Exercice 1 |
Combien de lignes des données contiennent la chaîne « teal », en respectant la casse ? Donnez uniquement ce nombre.

Extrait fourni |

....

Rapport mensuel de l'inspecteur d'académie des Bouches-du-Rhône, 23 janvier 1942

Légende :

L'inspecteur d'académie des Bouches-du-Rhône adresse au préfet régional son rapport pour le mois de mai 1942

Type : correspondance officielle

Source : © archives départementales des Bouches-du-Rhône, 76 W 48 Droits réservés

Date document : 23 janvier 1942

Lieu : France - Provence-Alpes-Côte-d'Azur - Bouches-du-Rhône - Marseille

Ajouter au bloc-notes

Analyse média

Le rapport de mai 1942 dresse, comme les précédents, un tableau étonnamment positif de l'état d'esprit des enseignants des Bouches-du-Rhône tout niveau confondu. Les instituteurs et institutrices qui avant-guerre étaient massivement syndiqués, souvent socialistes ou communistes, voire francs-maçons ont été touchés par la grâce et ont « laissé tomber leurs vieilles idées creuses et néfastes ». L'inspecteur d'académie met cette conversion sur le traumatisme de la défaite et ne doute pas de sa sincérité. Loyauté, déférence envers le gouvernement, splendide dévouement, l'inspecteur d'académie ne tarit pas d'éloges sur le comportement de ses troupes qui participent activement au culte du maréchal Pétain et au développement des ligues de loyauté, recommandées par le maréchal dans son adresse aux écoliers du 13 octobre 1941, ligues qui devaient être spontanées et à l'initiative des élèves. L'exemple le plus éclairant de cet état d'esprit réformé est l'organisation de l'arbre de Noël des écoles d'Allauch, établissements publics et privés se sont retrouvés dans les locaux du catéchisme catholique. La laïcité militante des enseignants des écoles publiques est bien loin.
Cette situation si politiquement correcte s'explique aussi par le zèle que l'inspecteur d'académie a mis pour épurer l'institution. Il souligne que d'avril 1941, date de son arrivée au 31 décembre 1941, il a prononcé 17 mesures disciplinaires dont deux mesures particulièrement graves : une révocation qui prive le fonctionnaire de ses droits à la retraite et une mise à la retraite d'office qui n'assure pas forcément une pension complète. Les déplacements d'office dans et hors département entraînent aussi des conséquences matérielles pour ceux qui en sont frappés.
Puisque l'épuration, grâce à son action énergique est pratiquement terminée, l'inspecteur d'académie défend deux enseignants du lycée Thiers mis en cause. Le premier a été victime d'un imbroglio provoqué par l'effondrement de l'armée française en juin 1940. Il est réintégré et lavé de toute accusation. Le cas du second, professeur d'allemand au lycée Thiers montre l'ambiguïté des pétainistes. Henri Pizard qui a été prié de faire une conférence sur le national-socialisme devant les cadres du secrétariat à la jeunesse est accusé « d’avoir critiqué cette doctrine et porté un jugement sévère sur le chancelier du Reich. » L'inspecteur d'académie défend cet enseignant jugé remarquable. Le délégué à la jeunesse et l'intendant de police, Rodellec du Porzic, de sensibilité Action française, considèrent que Henri Pizard n'est pas allé au-delà de la simple objectivité. On voit ici la distance qui sépare des pétainistes anti-allemands comme l'intendant de police et les collaborationnistes pro-nazis. Henri Pizard est membre du Comité des professeurs, organisation de résistance. Il est tué en août 1944 pendant les bombardements de la Libération.

....

Données à traiter |

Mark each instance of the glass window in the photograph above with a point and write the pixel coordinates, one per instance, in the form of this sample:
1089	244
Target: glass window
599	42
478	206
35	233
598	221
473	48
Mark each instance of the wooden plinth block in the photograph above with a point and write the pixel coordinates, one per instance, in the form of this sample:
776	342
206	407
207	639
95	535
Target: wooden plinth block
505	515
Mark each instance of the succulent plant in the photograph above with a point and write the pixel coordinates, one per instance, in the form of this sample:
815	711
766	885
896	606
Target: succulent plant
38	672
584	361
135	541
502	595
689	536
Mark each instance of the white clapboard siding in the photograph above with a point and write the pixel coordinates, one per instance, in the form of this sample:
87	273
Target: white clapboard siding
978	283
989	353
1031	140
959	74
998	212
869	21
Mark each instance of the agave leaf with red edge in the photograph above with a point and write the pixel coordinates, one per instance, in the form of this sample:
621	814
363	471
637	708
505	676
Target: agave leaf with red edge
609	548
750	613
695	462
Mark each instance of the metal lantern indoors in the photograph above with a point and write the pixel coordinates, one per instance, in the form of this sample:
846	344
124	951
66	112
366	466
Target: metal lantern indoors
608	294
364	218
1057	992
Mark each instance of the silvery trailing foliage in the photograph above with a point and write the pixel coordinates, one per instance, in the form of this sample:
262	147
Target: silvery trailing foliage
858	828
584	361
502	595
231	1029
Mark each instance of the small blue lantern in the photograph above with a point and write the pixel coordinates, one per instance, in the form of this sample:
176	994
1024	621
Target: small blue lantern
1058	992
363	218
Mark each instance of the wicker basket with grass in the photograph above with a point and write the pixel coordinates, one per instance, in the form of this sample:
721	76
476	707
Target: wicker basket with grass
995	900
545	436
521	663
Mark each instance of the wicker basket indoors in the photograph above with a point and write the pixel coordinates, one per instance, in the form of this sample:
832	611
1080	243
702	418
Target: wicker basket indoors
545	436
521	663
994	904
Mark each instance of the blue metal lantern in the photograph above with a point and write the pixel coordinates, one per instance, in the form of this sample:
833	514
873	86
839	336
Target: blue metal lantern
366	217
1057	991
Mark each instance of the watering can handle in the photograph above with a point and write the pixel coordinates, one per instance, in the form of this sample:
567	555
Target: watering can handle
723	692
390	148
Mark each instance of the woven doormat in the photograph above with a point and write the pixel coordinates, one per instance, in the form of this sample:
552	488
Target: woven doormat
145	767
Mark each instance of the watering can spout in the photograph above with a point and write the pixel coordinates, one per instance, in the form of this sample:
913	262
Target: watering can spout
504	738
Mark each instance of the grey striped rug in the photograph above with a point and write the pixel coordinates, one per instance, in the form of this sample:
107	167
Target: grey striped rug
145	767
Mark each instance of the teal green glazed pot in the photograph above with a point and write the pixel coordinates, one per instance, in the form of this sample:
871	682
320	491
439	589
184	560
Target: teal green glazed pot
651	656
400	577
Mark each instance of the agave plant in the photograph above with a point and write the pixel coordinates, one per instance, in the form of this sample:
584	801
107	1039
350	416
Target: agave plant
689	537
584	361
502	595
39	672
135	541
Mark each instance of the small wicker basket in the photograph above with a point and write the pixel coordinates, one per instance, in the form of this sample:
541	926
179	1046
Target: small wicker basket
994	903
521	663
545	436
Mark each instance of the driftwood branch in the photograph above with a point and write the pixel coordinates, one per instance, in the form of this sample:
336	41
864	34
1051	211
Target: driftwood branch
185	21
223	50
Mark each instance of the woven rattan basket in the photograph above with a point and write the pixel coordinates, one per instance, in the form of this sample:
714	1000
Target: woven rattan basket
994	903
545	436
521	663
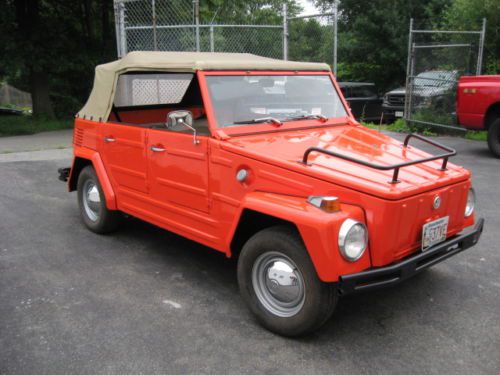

....

Exercice 2 |
Les affirmations suivantes sont-elles conformes à l'extrait sur le rapport de l'inspecteur d'académie ? Pour chacune, répondez par oui ou non et citez à l'identique les mots de l'extrait qui tranchent.
(a) L'inspecteur d'académie a prononcé 17 mesures disciplinaires entre avril 1941 et le 31 décembre 1941.
(b) Henri Pizard était professeur d'anglais au lycée Thiers.
(c) Pour l'arbre de Noël des écoles d'Allauch, établissements publics et privés se sont réunis dans les locaux du catéchisme catholique.

Réponse complète 1 |
2

Réponse complète 2 |
(a) Oui : « d'avril 1941, date de son arrivée au 31 décembre 1941, il a prononcé 17 mesures disciplinaires »
(b) Non : « professeur d'allemand au lycée Thiers »
(c) Oui : « établissements publics et privés se sont retrouvés dans les locaux du catéchisme catholique »